» EXERCISE DATA
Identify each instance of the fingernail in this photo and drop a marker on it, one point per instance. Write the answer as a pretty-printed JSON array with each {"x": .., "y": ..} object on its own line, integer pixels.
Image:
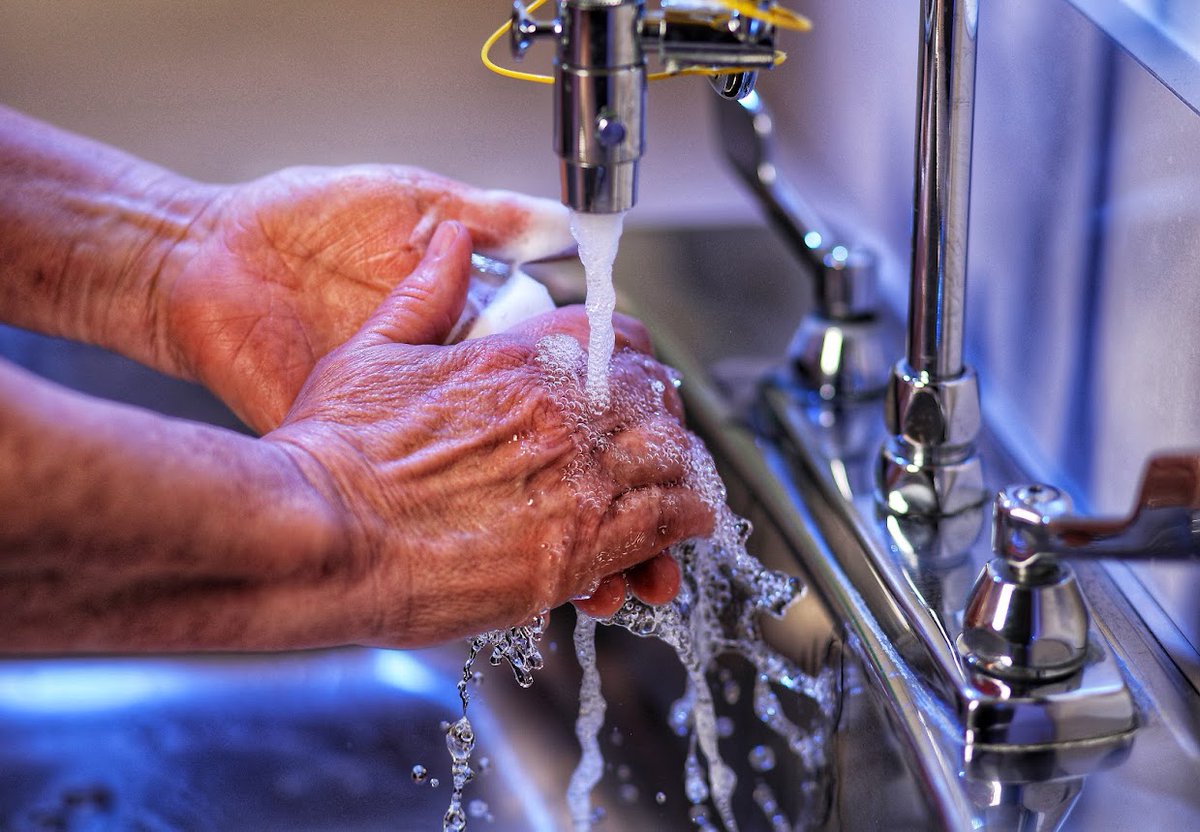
[{"x": 443, "y": 238}]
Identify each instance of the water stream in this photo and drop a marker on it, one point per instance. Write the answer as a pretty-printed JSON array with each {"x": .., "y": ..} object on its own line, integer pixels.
[{"x": 724, "y": 593}]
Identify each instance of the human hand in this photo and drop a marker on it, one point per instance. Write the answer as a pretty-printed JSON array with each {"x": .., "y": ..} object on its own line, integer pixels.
[
  {"x": 277, "y": 271},
  {"x": 475, "y": 484}
]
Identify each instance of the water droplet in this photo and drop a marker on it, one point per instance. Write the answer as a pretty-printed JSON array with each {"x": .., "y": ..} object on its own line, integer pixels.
[
  {"x": 762, "y": 758},
  {"x": 731, "y": 692}
]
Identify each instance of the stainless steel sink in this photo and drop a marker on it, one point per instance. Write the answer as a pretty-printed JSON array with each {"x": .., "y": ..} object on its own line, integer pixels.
[{"x": 328, "y": 740}]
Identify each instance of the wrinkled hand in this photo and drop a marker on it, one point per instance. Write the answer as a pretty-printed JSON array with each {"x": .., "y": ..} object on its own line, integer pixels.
[
  {"x": 474, "y": 494},
  {"x": 279, "y": 271}
]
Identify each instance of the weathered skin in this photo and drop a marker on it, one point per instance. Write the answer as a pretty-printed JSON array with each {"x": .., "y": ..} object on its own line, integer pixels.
[{"x": 387, "y": 501}]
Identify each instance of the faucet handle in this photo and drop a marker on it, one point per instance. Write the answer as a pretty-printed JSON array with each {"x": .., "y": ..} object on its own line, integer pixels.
[
  {"x": 1033, "y": 521},
  {"x": 1026, "y": 618}
]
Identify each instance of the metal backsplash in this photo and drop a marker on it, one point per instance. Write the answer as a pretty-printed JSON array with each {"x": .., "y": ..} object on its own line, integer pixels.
[{"x": 1084, "y": 289}]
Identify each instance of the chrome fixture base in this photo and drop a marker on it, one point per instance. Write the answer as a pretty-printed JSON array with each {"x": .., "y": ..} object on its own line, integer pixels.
[
  {"x": 837, "y": 351},
  {"x": 917, "y": 574},
  {"x": 1025, "y": 626},
  {"x": 928, "y": 464},
  {"x": 838, "y": 359},
  {"x": 600, "y": 82}
]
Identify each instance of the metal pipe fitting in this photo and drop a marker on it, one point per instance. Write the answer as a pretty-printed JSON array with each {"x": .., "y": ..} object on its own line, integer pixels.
[
  {"x": 930, "y": 466},
  {"x": 600, "y": 103}
]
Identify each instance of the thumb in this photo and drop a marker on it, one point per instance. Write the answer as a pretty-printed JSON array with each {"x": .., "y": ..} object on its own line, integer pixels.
[{"x": 424, "y": 306}]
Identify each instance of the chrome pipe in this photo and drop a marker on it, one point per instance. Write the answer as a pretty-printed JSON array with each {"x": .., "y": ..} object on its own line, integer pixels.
[
  {"x": 600, "y": 103},
  {"x": 929, "y": 467},
  {"x": 942, "y": 189}
]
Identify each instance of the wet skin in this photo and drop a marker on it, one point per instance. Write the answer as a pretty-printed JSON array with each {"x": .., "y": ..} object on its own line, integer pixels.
[{"x": 385, "y": 501}]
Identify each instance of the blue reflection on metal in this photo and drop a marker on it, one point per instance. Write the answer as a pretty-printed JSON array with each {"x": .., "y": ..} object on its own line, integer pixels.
[
  {"x": 405, "y": 671},
  {"x": 83, "y": 686}
]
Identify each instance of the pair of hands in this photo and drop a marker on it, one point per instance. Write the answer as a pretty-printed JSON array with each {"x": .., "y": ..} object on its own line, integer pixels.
[{"x": 311, "y": 303}]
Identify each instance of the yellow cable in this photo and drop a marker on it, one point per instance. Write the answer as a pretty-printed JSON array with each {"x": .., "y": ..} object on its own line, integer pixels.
[
  {"x": 777, "y": 16},
  {"x": 485, "y": 53}
]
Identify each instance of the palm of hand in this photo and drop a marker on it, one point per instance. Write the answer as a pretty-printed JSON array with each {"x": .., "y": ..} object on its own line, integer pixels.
[{"x": 295, "y": 262}]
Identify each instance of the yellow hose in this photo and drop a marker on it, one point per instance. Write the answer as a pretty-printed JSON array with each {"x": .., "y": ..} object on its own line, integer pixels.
[{"x": 783, "y": 18}]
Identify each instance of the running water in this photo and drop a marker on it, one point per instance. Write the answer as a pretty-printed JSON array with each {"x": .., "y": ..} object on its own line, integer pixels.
[
  {"x": 598, "y": 235},
  {"x": 723, "y": 594}
]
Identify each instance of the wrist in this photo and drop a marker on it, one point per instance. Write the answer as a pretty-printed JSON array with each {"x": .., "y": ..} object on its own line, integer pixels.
[
  {"x": 333, "y": 534},
  {"x": 166, "y": 220},
  {"x": 91, "y": 235}
]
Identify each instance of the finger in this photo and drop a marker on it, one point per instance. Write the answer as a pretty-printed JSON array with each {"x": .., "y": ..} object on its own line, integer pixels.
[
  {"x": 645, "y": 521},
  {"x": 641, "y": 379},
  {"x": 655, "y": 581},
  {"x": 606, "y": 599},
  {"x": 574, "y": 321},
  {"x": 645, "y": 455},
  {"x": 505, "y": 225},
  {"x": 424, "y": 307}
]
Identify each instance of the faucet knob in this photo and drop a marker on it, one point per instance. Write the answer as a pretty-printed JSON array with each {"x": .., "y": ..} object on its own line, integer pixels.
[
  {"x": 1026, "y": 618},
  {"x": 1031, "y": 524}
]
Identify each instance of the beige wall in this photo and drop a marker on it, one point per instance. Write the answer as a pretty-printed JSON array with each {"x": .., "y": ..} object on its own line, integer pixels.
[{"x": 227, "y": 89}]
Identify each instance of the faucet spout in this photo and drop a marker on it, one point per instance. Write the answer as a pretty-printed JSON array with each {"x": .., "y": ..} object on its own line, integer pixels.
[
  {"x": 600, "y": 103},
  {"x": 929, "y": 467}
]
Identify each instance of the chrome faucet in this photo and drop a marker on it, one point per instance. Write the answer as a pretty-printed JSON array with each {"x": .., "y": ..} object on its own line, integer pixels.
[
  {"x": 600, "y": 73},
  {"x": 929, "y": 466},
  {"x": 1026, "y": 617}
]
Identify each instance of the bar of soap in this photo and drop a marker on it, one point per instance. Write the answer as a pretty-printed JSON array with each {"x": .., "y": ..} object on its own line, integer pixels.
[{"x": 517, "y": 299}]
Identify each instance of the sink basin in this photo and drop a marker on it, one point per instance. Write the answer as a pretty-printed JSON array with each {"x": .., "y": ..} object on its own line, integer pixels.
[{"x": 328, "y": 740}]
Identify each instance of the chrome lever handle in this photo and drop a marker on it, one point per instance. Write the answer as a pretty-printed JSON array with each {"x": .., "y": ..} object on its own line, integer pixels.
[
  {"x": 1032, "y": 521},
  {"x": 1026, "y": 618}
]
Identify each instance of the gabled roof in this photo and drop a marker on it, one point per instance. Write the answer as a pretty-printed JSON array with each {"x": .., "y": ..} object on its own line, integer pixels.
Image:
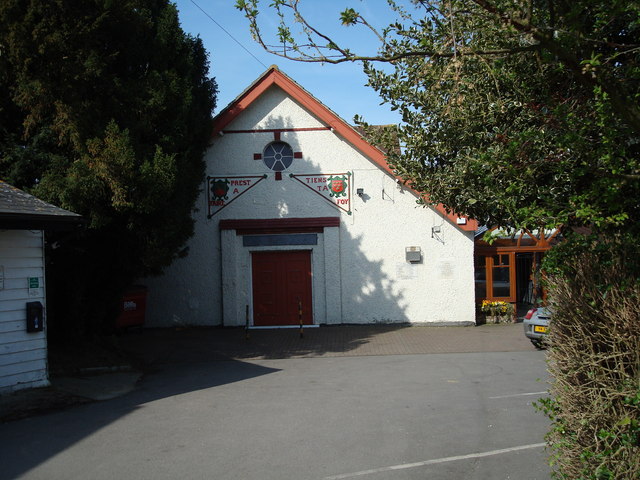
[
  {"x": 21, "y": 211},
  {"x": 273, "y": 76}
]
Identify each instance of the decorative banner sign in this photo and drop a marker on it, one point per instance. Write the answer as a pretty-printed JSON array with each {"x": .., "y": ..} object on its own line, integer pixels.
[
  {"x": 333, "y": 187},
  {"x": 221, "y": 191}
]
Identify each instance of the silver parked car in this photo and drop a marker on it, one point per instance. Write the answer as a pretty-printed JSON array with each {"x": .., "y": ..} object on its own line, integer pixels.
[{"x": 536, "y": 325}]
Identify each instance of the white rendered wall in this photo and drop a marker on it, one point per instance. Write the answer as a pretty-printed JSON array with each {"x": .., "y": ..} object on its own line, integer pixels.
[
  {"x": 359, "y": 270},
  {"x": 23, "y": 356}
]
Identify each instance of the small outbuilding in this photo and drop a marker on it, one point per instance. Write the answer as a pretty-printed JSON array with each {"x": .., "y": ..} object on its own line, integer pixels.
[
  {"x": 23, "y": 340},
  {"x": 301, "y": 219}
]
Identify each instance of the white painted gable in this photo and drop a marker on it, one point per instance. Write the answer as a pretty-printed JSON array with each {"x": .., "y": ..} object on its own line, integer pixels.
[{"x": 359, "y": 267}]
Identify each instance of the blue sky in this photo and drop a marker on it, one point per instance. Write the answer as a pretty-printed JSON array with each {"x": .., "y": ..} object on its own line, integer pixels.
[{"x": 339, "y": 87}]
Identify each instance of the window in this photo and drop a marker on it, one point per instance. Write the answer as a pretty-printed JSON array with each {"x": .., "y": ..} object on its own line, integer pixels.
[
  {"x": 495, "y": 277},
  {"x": 278, "y": 156}
]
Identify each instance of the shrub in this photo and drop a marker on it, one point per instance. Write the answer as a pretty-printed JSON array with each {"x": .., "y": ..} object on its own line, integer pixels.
[{"x": 594, "y": 359}]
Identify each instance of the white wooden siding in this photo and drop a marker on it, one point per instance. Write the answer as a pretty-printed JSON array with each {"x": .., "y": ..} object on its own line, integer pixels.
[{"x": 23, "y": 356}]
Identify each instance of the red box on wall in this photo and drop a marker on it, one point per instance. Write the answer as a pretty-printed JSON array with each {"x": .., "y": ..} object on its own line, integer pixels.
[{"x": 133, "y": 307}]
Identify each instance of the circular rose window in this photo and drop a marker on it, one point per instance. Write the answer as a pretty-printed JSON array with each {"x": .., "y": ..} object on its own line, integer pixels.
[{"x": 278, "y": 156}]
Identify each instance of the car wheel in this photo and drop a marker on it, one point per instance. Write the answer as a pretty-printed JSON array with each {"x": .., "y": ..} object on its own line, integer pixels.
[{"x": 538, "y": 344}]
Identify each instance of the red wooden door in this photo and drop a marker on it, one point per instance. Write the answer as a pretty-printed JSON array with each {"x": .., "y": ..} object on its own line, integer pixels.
[{"x": 280, "y": 279}]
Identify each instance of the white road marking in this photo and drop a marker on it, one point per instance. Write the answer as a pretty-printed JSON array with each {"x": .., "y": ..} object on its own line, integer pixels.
[
  {"x": 518, "y": 395},
  {"x": 435, "y": 461}
]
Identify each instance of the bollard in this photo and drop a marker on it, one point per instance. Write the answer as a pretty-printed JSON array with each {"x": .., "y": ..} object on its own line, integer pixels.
[
  {"x": 246, "y": 324},
  {"x": 300, "y": 318}
]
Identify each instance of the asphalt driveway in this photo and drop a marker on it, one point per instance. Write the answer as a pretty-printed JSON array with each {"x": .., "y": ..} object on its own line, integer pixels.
[{"x": 201, "y": 414}]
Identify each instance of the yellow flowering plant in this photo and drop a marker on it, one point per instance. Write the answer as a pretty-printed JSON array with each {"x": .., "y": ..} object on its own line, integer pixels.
[{"x": 495, "y": 308}]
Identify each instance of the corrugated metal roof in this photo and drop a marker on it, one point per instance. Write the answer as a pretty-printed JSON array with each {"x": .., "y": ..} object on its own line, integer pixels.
[{"x": 18, "y": 209}]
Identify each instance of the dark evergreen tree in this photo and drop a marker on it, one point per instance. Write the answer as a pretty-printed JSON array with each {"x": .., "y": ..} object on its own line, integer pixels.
[{"x": 106, "y": 111}]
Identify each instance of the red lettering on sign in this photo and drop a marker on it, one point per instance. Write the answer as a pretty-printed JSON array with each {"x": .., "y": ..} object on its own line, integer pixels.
[{"x": 316, "y": 180}]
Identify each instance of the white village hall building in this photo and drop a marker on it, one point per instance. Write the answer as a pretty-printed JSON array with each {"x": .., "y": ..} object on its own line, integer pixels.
[{"x": 300, "y": 213}]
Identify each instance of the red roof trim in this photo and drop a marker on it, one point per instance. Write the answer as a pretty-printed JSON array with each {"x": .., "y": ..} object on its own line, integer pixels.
[
  {"x": 279, "y": 223},
  {"x": 273, "y": 76}
]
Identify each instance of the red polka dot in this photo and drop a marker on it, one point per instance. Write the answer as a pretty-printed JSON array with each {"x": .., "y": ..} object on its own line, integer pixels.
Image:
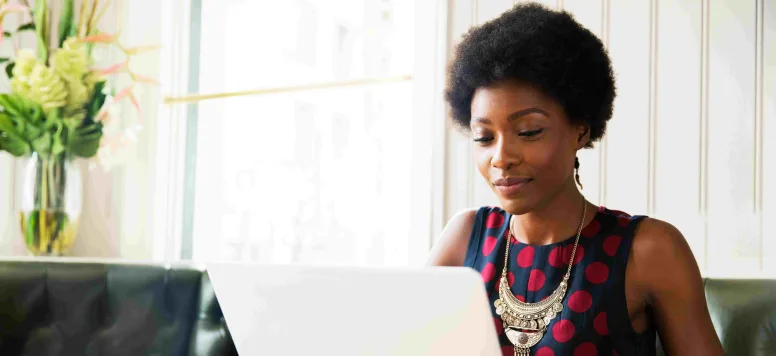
[
  {"x": 619, "y": 213},
  {"x": 559, "y": 256},
  {"x": 597, "y": 273},
  {"x": 511, "y": 238},
  {"x": 591, "y": 229},
  {"x": 488, "y": 272},
  {"x": 563, "y": 330},
  {"x": 495, "y": 220},
  {"x": 489, "y": 245},
  {"x": 600, "y": 325},
  {"x": 586, "y": 349},
  {"x": 545, "y": 351},
  {"x": 580, "y": 301},
  {"x": 499, "y": 326},
  {"x": 525, "y": 257},
  {"x": 507, "y": 350},
  {"x": 611, "y": 244},
  {"x": 535, "y": 280}
]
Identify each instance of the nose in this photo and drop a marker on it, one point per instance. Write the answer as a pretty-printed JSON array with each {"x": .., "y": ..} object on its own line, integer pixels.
[{"x": 504, "y": 155}]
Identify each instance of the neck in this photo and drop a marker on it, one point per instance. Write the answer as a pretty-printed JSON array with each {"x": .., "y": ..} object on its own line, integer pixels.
[{"x": 554, "y": 221}]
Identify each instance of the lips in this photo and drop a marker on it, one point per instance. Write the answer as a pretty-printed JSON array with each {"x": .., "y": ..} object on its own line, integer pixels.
[{"x": 509, "y": 186}]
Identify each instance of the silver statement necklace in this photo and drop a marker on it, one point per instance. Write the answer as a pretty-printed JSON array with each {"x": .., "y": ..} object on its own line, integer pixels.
[{"x": 526, "y": 323}]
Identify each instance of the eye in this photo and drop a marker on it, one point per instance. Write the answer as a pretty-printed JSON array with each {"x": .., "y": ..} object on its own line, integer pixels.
[
  {"x": 530, "y": 133},
  {"x": 483, "y": 139}
]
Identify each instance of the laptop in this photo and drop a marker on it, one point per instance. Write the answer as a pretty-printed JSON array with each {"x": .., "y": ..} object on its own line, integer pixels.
[{"x": 305, "y": 310}]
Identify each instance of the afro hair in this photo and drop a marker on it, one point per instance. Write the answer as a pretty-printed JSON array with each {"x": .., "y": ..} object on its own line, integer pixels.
[{"x": 535, "y": 45}]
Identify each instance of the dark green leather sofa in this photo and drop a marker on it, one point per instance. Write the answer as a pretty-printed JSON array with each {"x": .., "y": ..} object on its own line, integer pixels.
[
  {"x": 744, "y": 315},
  {"x": 54, "y": 308}
]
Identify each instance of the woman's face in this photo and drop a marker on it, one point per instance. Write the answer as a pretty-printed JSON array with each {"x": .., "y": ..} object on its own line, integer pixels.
[{"x": 524, "y": 146}]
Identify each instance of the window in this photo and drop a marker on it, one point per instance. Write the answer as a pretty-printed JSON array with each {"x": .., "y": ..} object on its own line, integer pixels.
[{"x": 320, "y": 177}]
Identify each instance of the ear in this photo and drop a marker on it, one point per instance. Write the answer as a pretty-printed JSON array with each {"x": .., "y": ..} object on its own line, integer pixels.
[{"x": 583, "y": 136}]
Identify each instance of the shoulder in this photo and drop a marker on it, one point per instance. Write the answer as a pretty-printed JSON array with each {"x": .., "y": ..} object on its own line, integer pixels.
[
  {"x": 450, "y": 248},
  {"x": 661, "y": 258}
]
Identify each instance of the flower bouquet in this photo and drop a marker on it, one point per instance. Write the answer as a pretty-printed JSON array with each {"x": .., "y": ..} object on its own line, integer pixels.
[{"x": 56, "y": 111}]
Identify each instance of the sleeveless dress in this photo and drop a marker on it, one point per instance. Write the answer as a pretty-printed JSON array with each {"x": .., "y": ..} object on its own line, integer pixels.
[{"x": 594, "y": 320}]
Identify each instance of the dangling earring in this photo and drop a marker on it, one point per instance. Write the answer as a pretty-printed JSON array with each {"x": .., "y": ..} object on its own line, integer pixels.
[{"x": 576, "y": 172}]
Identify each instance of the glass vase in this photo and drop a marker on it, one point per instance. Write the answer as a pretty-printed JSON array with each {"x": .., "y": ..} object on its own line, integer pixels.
[{"x": 50, "y": 206}]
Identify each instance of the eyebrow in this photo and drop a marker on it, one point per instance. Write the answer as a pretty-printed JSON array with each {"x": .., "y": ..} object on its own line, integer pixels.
[{"x": 515, "y": 115}]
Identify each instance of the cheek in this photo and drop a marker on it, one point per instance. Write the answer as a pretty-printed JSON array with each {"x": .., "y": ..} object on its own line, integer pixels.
[
  {"x": 548, "y": 161},
  {"x": 482, "y": 158}
]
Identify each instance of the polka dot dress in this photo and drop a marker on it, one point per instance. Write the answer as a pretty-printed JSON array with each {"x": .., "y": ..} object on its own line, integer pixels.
[{"x": 594, "y": 320}]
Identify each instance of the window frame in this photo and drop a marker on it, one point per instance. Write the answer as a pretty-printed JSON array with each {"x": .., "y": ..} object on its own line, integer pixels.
[{"x": 177, "y": 133}]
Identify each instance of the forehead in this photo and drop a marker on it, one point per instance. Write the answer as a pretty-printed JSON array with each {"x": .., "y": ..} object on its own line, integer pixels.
[{"x": 510, "y": 96}]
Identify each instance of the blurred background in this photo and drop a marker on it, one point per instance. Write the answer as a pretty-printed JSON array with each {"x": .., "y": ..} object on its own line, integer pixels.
[{"x": 365, "y": 170}]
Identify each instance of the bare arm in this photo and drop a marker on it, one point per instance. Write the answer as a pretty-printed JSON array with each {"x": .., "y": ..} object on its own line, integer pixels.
[
  {"x": 450, "y": 249},
  {"x": 665, "y": 269}
]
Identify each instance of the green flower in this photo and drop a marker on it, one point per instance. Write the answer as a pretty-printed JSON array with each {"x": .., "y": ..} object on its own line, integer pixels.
[
  {"x": 47, "y": 88},
  {"x": 71, "y": 62},
  {"x": 25, "y": 62}
]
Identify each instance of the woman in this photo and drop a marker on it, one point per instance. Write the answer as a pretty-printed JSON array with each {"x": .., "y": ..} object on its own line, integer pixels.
[{"x": 533, "y": 87}]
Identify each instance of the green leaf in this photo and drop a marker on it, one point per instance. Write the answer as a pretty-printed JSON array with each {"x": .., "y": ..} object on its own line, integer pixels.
[
  {"x": 14, "y": 146},
  {"x": 9, "y": 69},
  {"x": 11, "y": 104},
  {"x": 41, "y": 19},
  {"x": 12, "y": 140},
  {"x": 58, "y": 146},
  {"x": 42, "y": 145},
  {"x": 66, "y": 23},
  {"x": 31, "y": 133},
  {"x": 26, "y": 27},
  {"x": 98, "y": 99}
]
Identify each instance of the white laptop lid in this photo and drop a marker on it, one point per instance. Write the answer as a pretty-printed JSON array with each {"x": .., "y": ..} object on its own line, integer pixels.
[{"x": 304, "y": 310}]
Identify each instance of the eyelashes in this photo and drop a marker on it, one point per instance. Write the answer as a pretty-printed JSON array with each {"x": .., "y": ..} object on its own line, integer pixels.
[{"x": 528, "y": 135}]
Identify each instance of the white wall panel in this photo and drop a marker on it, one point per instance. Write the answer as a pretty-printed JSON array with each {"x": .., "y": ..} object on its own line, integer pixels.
[
  {"x": 459, "y": 167},
  {"x": 732, "y": 227},
  {"x": 591, "y": 15},
  {"x": 768, "y": 156},
  {"x": 688, "y": 141},
  {"x": 678, "y": 120},
  {"x": 626, "y": 181}
]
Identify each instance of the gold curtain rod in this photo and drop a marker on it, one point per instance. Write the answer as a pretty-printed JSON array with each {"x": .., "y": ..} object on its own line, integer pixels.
[{"x": 361, "y": 82}]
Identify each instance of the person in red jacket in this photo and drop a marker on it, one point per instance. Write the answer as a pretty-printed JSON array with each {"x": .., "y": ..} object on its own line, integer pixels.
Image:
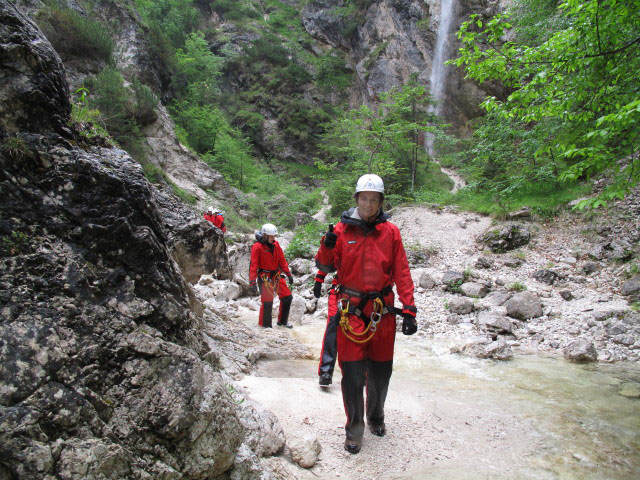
[
  {"x": 367, "y": 252},
  {"x": 265, "y": 273},
  {"x": 214, "y": 216}
]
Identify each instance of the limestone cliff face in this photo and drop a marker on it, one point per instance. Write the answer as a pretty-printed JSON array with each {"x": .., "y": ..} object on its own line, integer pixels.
[
  {"x": 397, "y": 38},
  {"x": 104, "y": 370}
]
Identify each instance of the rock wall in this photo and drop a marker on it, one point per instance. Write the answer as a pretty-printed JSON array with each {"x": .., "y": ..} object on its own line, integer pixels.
[
  {"x": 104, "y": 370},
  {"x": 395, "y": 40}
]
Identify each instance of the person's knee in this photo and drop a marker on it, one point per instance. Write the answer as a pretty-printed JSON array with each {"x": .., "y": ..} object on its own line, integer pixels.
[{"x": 287, "y": 300}]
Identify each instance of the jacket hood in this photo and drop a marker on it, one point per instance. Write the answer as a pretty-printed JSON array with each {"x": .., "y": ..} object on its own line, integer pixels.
[
  {"x": 263, "y": 239},
  {"x": 350, "y": 217}
]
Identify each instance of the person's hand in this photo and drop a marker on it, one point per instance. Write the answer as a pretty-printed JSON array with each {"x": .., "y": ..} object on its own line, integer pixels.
[
  {"x": 330, "y": 238},
  {"x": 409, "y": 324}
]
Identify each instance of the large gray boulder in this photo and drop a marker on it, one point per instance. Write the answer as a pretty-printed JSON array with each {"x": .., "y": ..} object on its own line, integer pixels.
[
  {"x": 524, "y": 306},
  {"x": 493, "y": 322},
  {"x": 631, "y": 287},
  {"x": 473, "y": 289},
  {"x": 581, "y": 350},
  {"x": 507, "y": 237},
  {"x": 34, "y": 94},
  {"x": 460, "y": 305}
]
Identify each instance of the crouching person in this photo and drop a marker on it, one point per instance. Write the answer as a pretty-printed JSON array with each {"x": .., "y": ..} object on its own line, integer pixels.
[{"x": 267, "y": 270}]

» WHAT NEEDS TO BE DONE
Locate the line with "Identify each instance of the person's knee" in the entries above; extract it and every line after it, verbatim.

» THE ANSWER
Identify each instance of the person's knee in this photo and drop a marker on it, one point per instance. Write the answer as a pretty-printed JSON array with each {"x": .., "y": ..} object on its own line, integer pixels.
[{"x": 287, "y": 300}]
Identify each instance of the jacket hood in this photo and drop a marker on it, one point per instance. Write the answer as a pretty-printed JSON array with each {"x": .., "y": ..} object on its own line, integer pixels.
[
  {"x": 263, "y": 239},
  {"x": 350, "y": 217}
]
Identify each instance of the person's hand in this photo and drop a marker on it, one point per instance. Write the answer as a pretty-printed JSON array with each {"x": .., "y": ..} object on its own line, integer pixels.
[
  {"x": 330, "y": 238},
  {"x": 409, "y": 324}
]
Identify each instance of the large gray boulder in this photo and drop a marker on it, one point per instance. Write the answer as a pretty-printed JSON array with each {"x": .., "y": ..} object on its own line, integer pixels.
[
  {"x": 524, "y": 306},
  {"x": 493, "y": 322},
  {"x": 631, "y": 287},
  {"x": 473, "y": 289},
  {"x": 581, "y": 350},
  {"x": 507, "y": 237},
  {"x": 34, "y": 94},
  {"x": 460, "y": 305}
]
Identify each instance of the crouching person in this photo and drop a marker on it, one point per instance. Write the answer as a pretty-printed JSON array with each {"x": .., "y": ..} object on its own line, integer pixels.
[{"x": 267, "y": 270}]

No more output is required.